— begin —

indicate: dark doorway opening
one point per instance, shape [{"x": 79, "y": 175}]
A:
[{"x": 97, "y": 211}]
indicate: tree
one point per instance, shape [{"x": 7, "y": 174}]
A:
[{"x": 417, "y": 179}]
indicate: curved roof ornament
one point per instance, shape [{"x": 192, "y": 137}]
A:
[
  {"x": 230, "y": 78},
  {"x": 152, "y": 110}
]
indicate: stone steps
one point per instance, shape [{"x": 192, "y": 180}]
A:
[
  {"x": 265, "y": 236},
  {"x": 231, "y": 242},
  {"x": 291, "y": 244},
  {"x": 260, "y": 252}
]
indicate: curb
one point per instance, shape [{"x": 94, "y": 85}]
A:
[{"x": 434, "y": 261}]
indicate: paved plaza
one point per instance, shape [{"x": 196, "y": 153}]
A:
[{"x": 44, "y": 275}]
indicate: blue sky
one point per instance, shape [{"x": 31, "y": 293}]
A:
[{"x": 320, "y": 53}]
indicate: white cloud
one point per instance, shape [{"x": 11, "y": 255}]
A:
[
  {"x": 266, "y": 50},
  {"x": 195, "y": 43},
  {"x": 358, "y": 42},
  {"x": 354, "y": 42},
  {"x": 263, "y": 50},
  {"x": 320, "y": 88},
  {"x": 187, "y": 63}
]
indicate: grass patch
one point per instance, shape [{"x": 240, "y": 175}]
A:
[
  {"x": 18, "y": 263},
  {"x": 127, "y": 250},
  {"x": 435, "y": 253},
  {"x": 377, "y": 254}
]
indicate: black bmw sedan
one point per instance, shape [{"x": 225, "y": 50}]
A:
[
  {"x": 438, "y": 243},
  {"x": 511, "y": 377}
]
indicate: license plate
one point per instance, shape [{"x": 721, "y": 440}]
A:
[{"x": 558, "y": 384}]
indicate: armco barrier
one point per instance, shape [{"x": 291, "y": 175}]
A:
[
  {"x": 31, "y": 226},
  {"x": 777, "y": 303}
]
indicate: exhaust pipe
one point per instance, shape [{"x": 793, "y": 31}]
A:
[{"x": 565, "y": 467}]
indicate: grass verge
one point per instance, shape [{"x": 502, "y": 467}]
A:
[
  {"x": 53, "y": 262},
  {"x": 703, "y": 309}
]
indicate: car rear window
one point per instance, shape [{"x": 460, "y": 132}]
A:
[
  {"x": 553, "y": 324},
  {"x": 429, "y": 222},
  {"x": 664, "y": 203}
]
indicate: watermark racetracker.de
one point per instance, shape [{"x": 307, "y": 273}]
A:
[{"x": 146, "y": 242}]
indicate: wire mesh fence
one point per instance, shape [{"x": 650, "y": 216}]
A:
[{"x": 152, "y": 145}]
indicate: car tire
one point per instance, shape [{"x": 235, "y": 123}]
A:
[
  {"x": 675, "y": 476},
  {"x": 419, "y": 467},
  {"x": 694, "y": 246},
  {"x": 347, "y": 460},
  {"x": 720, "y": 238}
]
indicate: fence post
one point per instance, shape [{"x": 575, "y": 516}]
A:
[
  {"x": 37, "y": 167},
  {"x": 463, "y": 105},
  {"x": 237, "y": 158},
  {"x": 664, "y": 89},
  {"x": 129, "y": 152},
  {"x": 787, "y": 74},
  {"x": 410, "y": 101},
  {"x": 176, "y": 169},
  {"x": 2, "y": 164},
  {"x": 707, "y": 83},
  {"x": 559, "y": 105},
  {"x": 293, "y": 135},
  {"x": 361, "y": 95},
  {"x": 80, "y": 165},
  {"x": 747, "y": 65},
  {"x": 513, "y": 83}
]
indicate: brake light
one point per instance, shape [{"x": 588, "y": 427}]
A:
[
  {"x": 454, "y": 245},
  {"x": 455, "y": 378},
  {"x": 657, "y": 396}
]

— end —

#### Task statement
Transcribe the data. Leave every line exactly as it is.

#### Result below
indicate: dark doorway opening
one point per instance, shape [{"x": 79, "y": 175}]
A:
[{"x": 97, "y": 211}]
indicate: tree
one point per instance, shape [{"x": 7, "y": 174}]
A:
[{"x": 417, "y": 179}]
indicate: curved roof ornament
one point per instance, shape [{"x": 192, "y": 137}]
A:
[
  {"x": 230, "y": 78},
  {"x": 152, "y": 110}
]
indicate: stone steps
one point per instance, shape [{"x": 192, "y": 180}]
A:
[
  {"x": 265, "y": 236},
  {"x": 231, "y": 242},
  {"x": 291, "y": 244},
  {"x": 260, "y": 252}
]
indicate: curb
one point per instance, shape [{"x": 94, "y": 85}]
A:
[{"x": 434, "y": 261}]
indicate: paved plaza
one point per instance, shape [{"x": 196, "y": 153}]
A:
[{"x": 44, "y": 275}]
indicate: blue sky
one point per instance, shape [{"x": 31, "y": 293}]
A:
[{"x": 320, "y": 53}]
indicate: white cloud
one point per instance, shape [{"x": 11, "y": 255}]
A:
[
  {"x": 266, "y": 50},
  {"x": 195, "y": 43},
  {"x": 358, "y": 42},
  {"x": 354, "y": 42},
  {"x": 263, "y": 50},
  {"x": 320, "y": 88},
  {"x": 187, "y": 63}
]
indicate: grass patch
one point per instance, shape [{"x": 240, "y": 175}]
A:
[
  {"x": 18, "y": 263},
  {"x": 127, "y": 250},
  {"x": 435, "y": 253},
  {"x": 377, "y": 254}
]
indicate: black bmw sedan
one point per instance, shape [{"x": 225, "y": 50}]
A:
[
  {"x": 438, "y": 243},
  {"x": 511, "y": 377}
]
indicate: license plate
one point per instance, shape [{"x": 721, "y": 440}]
A:
[{"x": 558, "y": 384}]
indicate: armco barrier
one point per instance, shape [{"x": 291, "y": 175}]
A:
[
  {"x": 31, "y": 226},
  {"x": 777, "y": 303}
]
indicate: exhaust pipe
one point per instance, shape [{"x": 793, "y": 31}]
A:
[{"x": 565, "y": 467}]
indicate: grass verge
one point per instance, shape [{"x": 502, "y": 467}]
A:
[
  {"x": 53, "y": 262},
  {"x": 703, "y": 309}
]
indicate: car rear window
one point per instance, shape [{"x": 460, "y": 132}]
A:
[
  {"x": 553, "y": 324},
  {"x": 429, "y": 222},
  {"x": 664, "y": 203}
]
indicate: watermark racetracker.de
one point per instance, shape [{"x": 307, "y": 273}]
A:
[{"x": 146, "y": 242}]
indicate: wire mesh fence
one point per instance, shape [{"x": 650, "y": 216}]
A:
[{"x": 152, "y": 145}]
indicate: car tire
one point per instance, shape [{"x": 235, "y": 123}]
A:
[
  {"x": 675, "y": 476},
  {"x": 419, "y": 467},
  {"x": 694, "y": 246},
  {"x": 347, "y": 460},
  {"x": 720, "y": 238}
]
indicate: fence post
one point per instance, shape [{"x": 575, "y": 516}]
A:
[
  {"x": 37, "y": 167},
  {"x": 463, "y": 105},
  {"x": 237, "y": 158},
  {"x": 664, "y": 89},
  {"x": 129, "y": 152},
  {"x": 787, "y": 74},
  {"x": 410, "y": 101},
  {"x": 176, "y": 169},
  {"x": 2, "y": 164},
  {"x": 707, "y": 83},
  {"x": 559, "y": 105},
  {"x": 293, "y": 135},
  {"x": 361, "y": 95},
  {"x": 80, "y": 165},
  {"x": 747, "y": 65},
  {"x": 513, "y": 83}
]
indicate: brake light
one point per instance, shape [{"x": 588, "y": 427}]
A:
[
  {"x": 454, "y": 245},
  {"x": 455, "y": 378},
  {"x": 657, "y": 396}
]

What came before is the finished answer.